Selected excerpt:
========
It mattered not that he had lost an arm during an accident as a four-year-old. It mattered not that he repeatedly declared his innocence, speaking to any and everyone he could think of, from local media to Dr. Phil. You didn’t care that he was a 16-year-old who hadn’t even earned his driver’s license by the time Drexel’s photos were going up on billboards, her missing status attracting national attention because she was from Rochester, New York.

And yet when you recently called the media together to claim you had finally gotten the right guy, an older man with an extensive criminal history that includes sexual violence, you said nothing about what you had done to Timothy Taylor and his family. Not. One. Word.

You didn’t apologize to them, didn’t express regrets for having put them in an emotional vice so tight loved ones abandoned them. Grandkids are undergoing therapy because of what your lies did to their family. You acted as though they didn’t even exist.

You had time to thank each other, law enforcement officials in Georgetown and Horry counties and the FBI. You had time to tell the public how professional you were, how dogged you were, how relentlessly you kept your investigation going even though it took 13 years. You even had time to thank the media for helping keep the story in the news, which helped generate tips that helped you identify, arrest and charge 62-year-old Raymond Moody with kidnapping, rape and murder.

And when Joanne Taylor, the mother of Timothy Taylor, the then-16-year-old whom you lied about, spoke publicly for the first time since you arrested Moody, you weren’t there. Had you been, you would have watched her struggle to get her words out through sobs. About how devastating your lies about her son had been, the damage they caused to her family. You would have learned that while the Drexels had reason to praise the media for keeping their daughter’s memory alive, that same media – largely parroting your lies about a disabled Black boy – had crippled a different family who had become victims of this tragedy through no fault of their own.

“Our hearts do go out to the Drexel family,” Joan Taylor said. “We understand the tragic loss of Brittanee. As a mother of three, I truly understand. It pains me to think about even losing a child.”
========
[Extracted data entries]
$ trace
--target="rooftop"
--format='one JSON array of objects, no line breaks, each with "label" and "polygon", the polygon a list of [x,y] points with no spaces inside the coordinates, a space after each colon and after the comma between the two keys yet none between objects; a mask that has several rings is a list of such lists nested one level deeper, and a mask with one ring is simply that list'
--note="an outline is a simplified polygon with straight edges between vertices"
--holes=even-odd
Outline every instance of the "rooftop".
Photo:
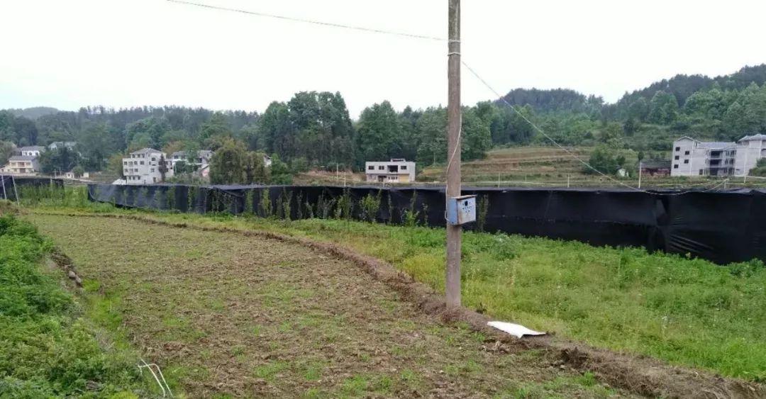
========
What to do:
A - Answer these about the piece about Timothy Taylor:
(i) At what age did Timothy Taylor lose an arm?
(ii) How many years did the investigation take?
(iii) How old is Raymond Moody?
B - Write the next part of the piece about Timothy Taylor, picking up after its final sentence.
That material stands apart from the piece about Timothy Taylor.

List of answers:
A -
(i) Four years old
(ii) 13 years
(iii) 62

B -
But…

“The media frenzy has traumatized us, affecting every aspect of our lives,” she continued while fighting back tears during a press conference held in their rural community just outside of Charleston where plantations are aplenty and Jim Crow made life difficult after the chains and shackles had long been gone. “Our family’s character. It has shaken us to the core.”

The Taylor family shouldn’t be the only one shaken to its core. Law enforcement officials, if they are the professionals they claim to be, should be as well. And so should the media, who helped the FBI spread lies about a Black boy for no good reason. They should understand – we should understand – that justice isn’t solely about convicting Moody but also making the Taylor family whole, and that it would be a shame if they had to be forced into a long-overdue reckoning about how these cases are handled by law enforcement and media instead of proactively doing what’s right.

And that begins with an apology.

Though I didn’t spread the FBI’s lies about Taylor, neither did I spend enough time as a journalist pointing out the glaring holes in their supposed case against them. For that, I apologize.

Every time I jog at the Market Common, I’d say a silent prayer for Drexel when I pass her the memorial constructed in her memory, hoping there would be some resolution to the mystery of what had happened to her in April 2009. I’m a father of a daughter the age who is now the age Drexel was when Drexel was murdered. It’s terrifying.

But I will forever regret not recognizing that while what happened to the Drexels might be a parent’s worst nightmare, what happened to Timothy Taylor can be nearly as devastating.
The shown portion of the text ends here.